### [Quelle]
===
Wie passend! - Nun hat die Kleine Zeitung, wohl als Kommentar zum Blogeintrag von vor zwei Tagen, eine Untersuchung präsentiert, wer sich denn in Österreich zum Mittelstand zähle. Und welch Wunder: Es sind 65 Prozent! Weitere 22 Prozent sind unentschlossen.

Als Mittelstand sieht sich nämlich hierzulande offenbar so gut wie jeder, der überhaupt in Beschäftigung steht. Mit (und wie typischen!) geschlechtsspezifischen Unterschieden: Frauen, ob in Dienstverhältnissen oder nicht, rechnen sich überhaupt gleich zu 82 Prozent zum Mittelstand, generell. Dafür gibt es niemanden, der sich als Repräsentant der Arbeiterklasse sieht. Insgesamt fühlen sich sogar lediglich 13 Prozent definitiv NICHT zum Mittelstand zugehörig.

Geht es um die Definition des Mittelstands, plädieren 47 Prozent dafür, materielle Kriterien anzulegen. Als Beispiel dafür werden etwa der Besitz von Gütern, die den eigenen Lebensstil unterstreichen, also etwa einen PKW einer bestimmten Marke oder ein der persönlichen Werthaltung entsprechendes Eigenheim.
===
### [Gezeigte Angaben]
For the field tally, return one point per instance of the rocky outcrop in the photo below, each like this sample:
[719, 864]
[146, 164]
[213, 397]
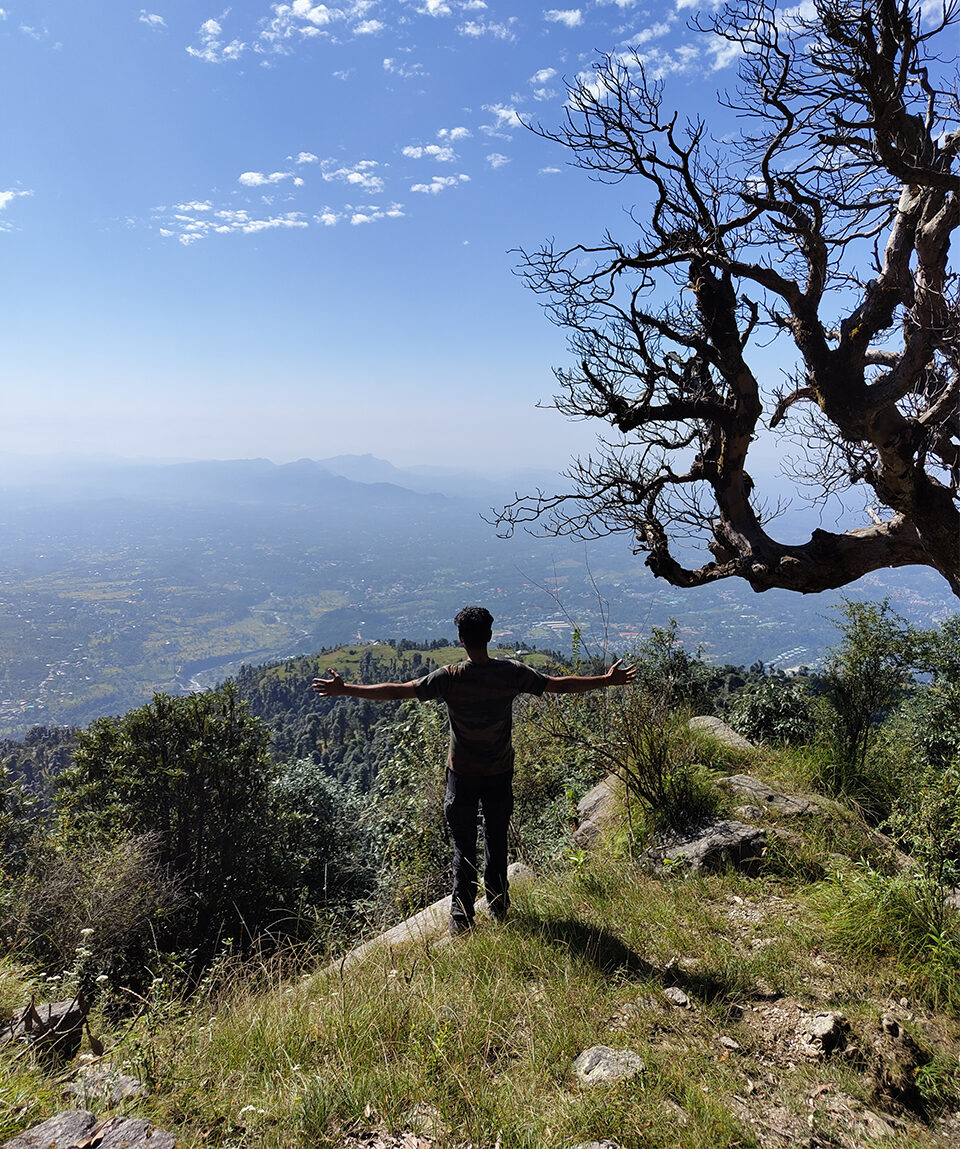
===
Schreib aus dem Text zur Mittelstandsumfrage die Stelle von "Wie passend! - Nun" bis einschließlich "zum Mittelstand zugehörig." wortgetreu heraus. Stütze dich dabei nur auf den Text zur Mittelstandsumfrage.

Wie passend! - Nun hat die Kleine Zeitung, wohl als Kommentar zum Blogeintrag von vor zwei Tagen, eine Untersuchung präsentiert, wer sich denn in Österreich zum Mittelstand zähle. Und welch Wunder: Es sind 65 Prozent! Weitere 22 Prozent sind unentschlossen.

Als Mittelstand sieht sich nämlich hierzulande offenbar so gut wie jeder, der überhaupt in Beschäftigung steht. Mit (und wie typischen!) geschlechtsspezifischen Unterschieden: Frauen, ob in Dienstverhältnissen oder nicht, rechnen sich überhaupt gleich zu 82 Prozent zum Mittelstand, generell. Dafür gibt es niemanden, der sich als Repräsentant der Arbeiterklasse sieht. Insgesamt fühlen sich sogar lediglich 13 Prozent definitiv NICHT zum Mittelstand zugehörig.